Psalm 105 is clearly an historical Psalm. It traces the five stages of Israel’s early history, from the promise of the land to Abraham to the possession of the land under Joshua. Indeed, the entire Psalm, like that history, is driven by that covenantal promise made to Abraham and rehearsed here in verses 8-11 (where “covenant” is mentioned 3 times).
Our reading for today is the third episode in that epic story. Like the epic TV shows that attract millions of viewers (from the good old days of “Dallas” and “Thornbirds” to the bad new days of “Empire” and “Game of Thrones”), the biblical story summarized here is full of drama and intrigue, violence and bloodshed, hard things and hard people. People love such sweeping TV dramas because they are full of the stuff of life, as is the Bible. Sadly, some sensitive Christians want to edit the hard stuff out of the Bible, because they think seekers will be offended. The RCL does that with our reading for today, leaving out verses 28-36, which I think robs this episode in the story of a good deal of its power and grace. More on that later.

▬▬▬▬▬▬▬▬▬▬

SET EXERCISE.
Quote the Psalm 105 commentary word for word from "Psalm 105 is" to "mentioned 3 times).". The rows that come next are from a separate source.

▬▬▬▬▬▬▬▬▬▬

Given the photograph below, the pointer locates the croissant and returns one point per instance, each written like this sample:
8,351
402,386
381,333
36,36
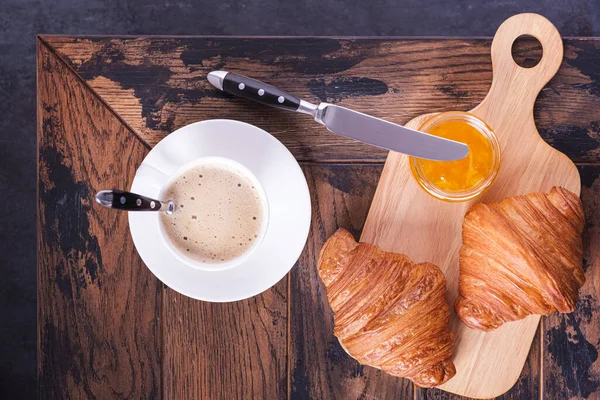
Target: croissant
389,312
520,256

▬▬▬▬▬▬▬▬▬▬

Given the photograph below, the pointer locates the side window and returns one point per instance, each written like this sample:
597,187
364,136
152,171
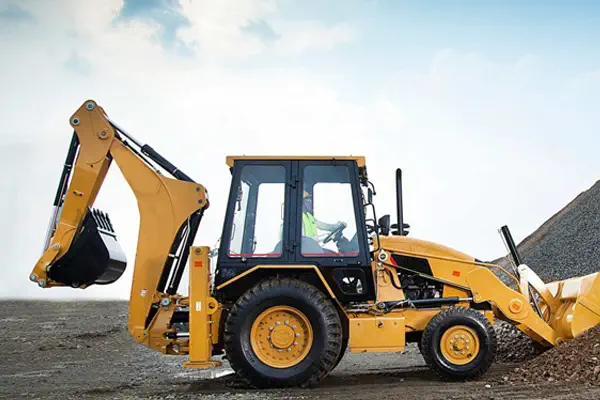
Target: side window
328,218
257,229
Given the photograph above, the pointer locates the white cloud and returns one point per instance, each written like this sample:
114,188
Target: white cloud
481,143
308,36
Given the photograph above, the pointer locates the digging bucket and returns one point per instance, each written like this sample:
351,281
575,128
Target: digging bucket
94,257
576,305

▬▬▬▬▬▬▬▬▬▬

TASK SOLUTION.
Psalm 105 is clearly an historical Psalm. It traces the five stages of Israel’s early history, from the promise of the land to Abraham to the possession of the land under Joshua. Indeed, the entire Psalm, like that history, is driven by that covenantal promise made to Abraham and rehearsed here in verses 8-11 (where “covenant” is mentioned 3 times).